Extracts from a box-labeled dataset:
....
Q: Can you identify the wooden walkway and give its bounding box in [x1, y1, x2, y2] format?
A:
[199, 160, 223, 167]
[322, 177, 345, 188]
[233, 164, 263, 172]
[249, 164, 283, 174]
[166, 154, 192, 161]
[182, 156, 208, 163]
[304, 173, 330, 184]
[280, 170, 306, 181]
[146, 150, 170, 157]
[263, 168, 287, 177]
....
▶ **GIVEN REQUEST**: Write out every row above character for character.

▶ **ANSWER TO THE TASK**:
Q: Can you identify the wooden walkway and give its bounding box in [x1, y1, x2, y2] format?
A:
[199, 160, 223, 167]
[322, 177, 345, 188]
[233, 164, 263, 172]
[249, 164, 283, 174]
[166, 154, 192, 161]
[182, 156, 208, 163]
[304, 173, 330, 184]
[280, 170, 306, 181]
[146, 150, 170, 157]
[263, 168, 287, 177]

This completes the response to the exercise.